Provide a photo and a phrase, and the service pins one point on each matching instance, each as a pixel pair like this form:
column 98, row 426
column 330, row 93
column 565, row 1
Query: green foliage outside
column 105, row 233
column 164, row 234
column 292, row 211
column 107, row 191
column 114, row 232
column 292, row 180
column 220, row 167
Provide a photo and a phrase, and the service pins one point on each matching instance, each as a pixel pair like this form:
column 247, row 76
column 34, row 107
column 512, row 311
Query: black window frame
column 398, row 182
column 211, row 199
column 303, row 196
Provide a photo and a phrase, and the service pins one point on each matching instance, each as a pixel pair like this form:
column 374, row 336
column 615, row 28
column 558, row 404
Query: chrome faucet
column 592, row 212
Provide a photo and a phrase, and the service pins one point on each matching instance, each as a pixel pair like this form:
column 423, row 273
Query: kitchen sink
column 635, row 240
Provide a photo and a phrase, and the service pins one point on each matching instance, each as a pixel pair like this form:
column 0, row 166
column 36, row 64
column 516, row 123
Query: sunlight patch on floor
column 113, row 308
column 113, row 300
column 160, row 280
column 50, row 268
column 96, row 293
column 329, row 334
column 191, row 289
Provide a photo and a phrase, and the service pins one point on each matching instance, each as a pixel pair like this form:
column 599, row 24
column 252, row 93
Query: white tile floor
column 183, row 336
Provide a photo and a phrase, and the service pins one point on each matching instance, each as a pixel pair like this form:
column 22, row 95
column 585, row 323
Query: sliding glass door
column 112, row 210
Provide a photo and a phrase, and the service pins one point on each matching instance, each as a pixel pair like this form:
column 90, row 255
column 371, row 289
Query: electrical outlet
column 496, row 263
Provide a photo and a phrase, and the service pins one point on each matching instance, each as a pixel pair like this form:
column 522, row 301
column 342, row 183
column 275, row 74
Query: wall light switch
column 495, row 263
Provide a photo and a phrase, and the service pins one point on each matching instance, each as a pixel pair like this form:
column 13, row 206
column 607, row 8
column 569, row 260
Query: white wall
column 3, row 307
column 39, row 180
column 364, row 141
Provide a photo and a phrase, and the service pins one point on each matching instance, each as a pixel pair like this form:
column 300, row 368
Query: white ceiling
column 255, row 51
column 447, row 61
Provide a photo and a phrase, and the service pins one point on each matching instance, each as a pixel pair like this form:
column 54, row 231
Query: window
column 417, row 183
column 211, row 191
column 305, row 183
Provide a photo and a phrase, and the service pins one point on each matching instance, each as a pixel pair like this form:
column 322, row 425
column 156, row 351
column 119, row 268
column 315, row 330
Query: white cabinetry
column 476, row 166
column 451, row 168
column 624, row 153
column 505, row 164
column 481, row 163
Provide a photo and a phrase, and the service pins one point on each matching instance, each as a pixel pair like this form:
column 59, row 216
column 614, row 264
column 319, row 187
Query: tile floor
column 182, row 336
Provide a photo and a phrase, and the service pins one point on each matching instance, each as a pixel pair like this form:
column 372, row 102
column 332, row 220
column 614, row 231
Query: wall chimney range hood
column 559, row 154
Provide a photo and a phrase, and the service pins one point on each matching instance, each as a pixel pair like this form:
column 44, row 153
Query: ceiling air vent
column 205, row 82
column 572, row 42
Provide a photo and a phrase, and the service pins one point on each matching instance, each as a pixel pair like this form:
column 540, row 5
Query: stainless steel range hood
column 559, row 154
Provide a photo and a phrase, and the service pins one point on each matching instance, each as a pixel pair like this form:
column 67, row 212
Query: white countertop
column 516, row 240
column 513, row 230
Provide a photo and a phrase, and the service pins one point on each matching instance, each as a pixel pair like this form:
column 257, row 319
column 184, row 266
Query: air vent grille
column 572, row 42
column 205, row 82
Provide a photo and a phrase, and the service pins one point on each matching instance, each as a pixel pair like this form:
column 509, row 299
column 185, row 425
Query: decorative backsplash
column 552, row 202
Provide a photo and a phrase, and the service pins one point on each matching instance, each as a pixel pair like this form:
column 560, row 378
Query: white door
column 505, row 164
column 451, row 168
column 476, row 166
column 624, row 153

┄┄┄┄┄┄┄┄┄┄┄┄┄┄┄┄┄┄┄┄

§ **The exercise**:
Format all of the lines above as a JSON list of strings, with one string per line and blank lines omitted.

§ **Exercise solution**:
[
  "Provide a photo and a phrase, and the service pins one point on each matching instance, each as a pixel pair like this form:",
  "column 98, row 426",
  "column 330, row 93",
  "column 565, row 1",
  "Query: green foliage outside",
  "column 105, row 233",
  "column 164, row 234",
  "column 292, row 211",
  "column 107, row 191",
  "column 114, row 232",
  "column 292, row 180",
  "column 220, row 167",
  "Provide a photo and a phrase, and the service pins one point on each matching instance, each as a pixel pair like this form:",
  "column 247, row 76",
  "column 34, row 107",
  "column 512, row 311",
  "Query: black window frame",
  "column 398, row 182",
  "column 211, row 199",
  "column 303, row 196",
  "Provide a photo and a phrase, and the service pins one point on each matching instance, each as a pixel pair like this form:",
  "column 374, row 336",
  "column 615, row 28",
  "column 558, row 404",
  "Query: chrome faucet",
  "column 592, row 212",
  "Provide a photo and a phrase, and the service pins one point on each matching instance, each as a pixel pair like this form:",
  "column 423, row 273",
  "Query: kitchen sink",
  "column 635, row 240",
  "Provide a photo and a phrase, and the service pins one point on each matching instance, each as a pixel pair like this form:",
  "column 0, row 166",
  "column 36, row 64",
  "column 516, row 123",
  "Query: sunlight patch on floor",
  "column 113, row 308",
  "column 113, row 300",
  "column 160, row 280",
  "column 50, row 268",
  "column 96, row 293",
  "column 329, row 334",
  "column 191, row 289",
  "Provide a photo and a phrase, and the service pins one point on each matching instance, each as a pixel pair like this form:",
  "column 599, row 24",
  "column 252, row 93",
  "Query: white tile floor",
  "column 183, row 336",
  "Provide a photo and a phrase, and the service pins one point on each matching instance, each as a pixel pair like this form:",
  "column 22, row 95",
  "column 585, row 323",
  "Query: sliding glass door",
  "column 112, row 210",
  "Provide a photo and a phrase, and the service pins one point on each matching instance, each as a pixel pair like this form:",
  "column 90, row 255",
  "column 371, row 289",
  "Query: electrical outlet",
  "column 496, row 263",
  "Provide a photo and a phrase, and the service pins one point on each matching instance, each as a pixel pair like this form:",
  "column 522, row 301",
  "column 342, row 183",
  "column 275, row 74",
  "Query: wall light switch",
  "column 495, row 263",
  "Provide a photo and a phrase, and the service pins one point on each matching instance, each as a pixel pair like this form:",
  "column 13, row 206",
  "column 607, row 8",
  "column 569, row 260",
  "Query: white wall",
  "column 3, row 307",
  "column 39, row 180",
  "column 364, row 141",
  "Provide a photo and a phrase, and the service pins one point on each matching instance, each as a pixel pair like this form:",
  "column 300, row 368",
  "Query: white ceiling",
  "column 255, row 51",
  "column 447, row 61",
  "Provide a photo and a phrase, and the service pins one point on each matching instance, each as a pixel pair like this form:",
  "column 54, row 231",
  "Query: window",
  "column 417, row 183",
  "column 211, row 191",
  "column 305, row 183",
  "Provide a photo and a phrase, and the service pins one point on each matching instance, each as a pixel pair like this form:",
  "column 322, row 425",
  "column 156, row 351",
  "column 119, row 268",
  "column 315, row 330",
  "Query: white cabinetry",
  "column 476, row 166",
  "column 451, row 168",
  "column 624, row 153",
  "column 505, row 164",
  "column 481, row 163",
  "Provide a photo and a phrase, and the service pins one point on each matching instance, each as a pixel pair like this form:",
  "column 59, row 216",
  "column 614, row 264",
  "column 319, row 187",
  "Query: tile floor",
  "column 182, row 336",
  "Provide a photo and a phrase, and the service pins one point on each matching instance, each as a pixel pair like this form:",
  "column 372, row 102",
  "column 332, row 220",
  "column 614, row 231",
  "Query: wall chimney range hood",
  "column 559, row 154",
  "Provide a photo and a phrase, and the service pins one point on each matching instance, each as a pixel pair like this form:",
  "column 44, row 153",
  "Query: ceiling air vent",
  "column 205, row 82",
  "column 572, row 42",
  "Provide a photo and a phrase, and the service pins one point on each matching instance, each as a pixel pair like this form:",
  "column 540, row 5",
  "Query: stainless steel range hood",
  "column 559, row 154",
  "Provide a photo and a phrase, and the service pins one point on each matching instance, each as a pixel pair like this form:",
  "column 67, row 212",
  "Query: white countertop",
  "column 516, row 240",
  "column 513, row 230",
  "Provide a photo and a phrase, and the service pins one point on each matching instance, each as a pixel pair like this form:",
  "column 257, row 319",
  "column 184, row 266",
  "Query: air vent grille",
  "column 572, row 42",
  "column 205, row 82",
  "Provide a photo and a phrase, and the service pins one point on each matching instance, each as a pixel pair like this form:",
  "column 509, row 299",
  "column 185, row 425",
  "Query: decorative backsplash",
  "column 552, row 202",
  "Provide a photo and a phrase, and the service pins one point on each matching instance, each as a pixel pair like this form:",
  "column 560, row 378",
  "Query: white door",
  "column 505, row 164",
  "column 451, row 168",
  "column 476, row 166",
  "column 624, row 153"
]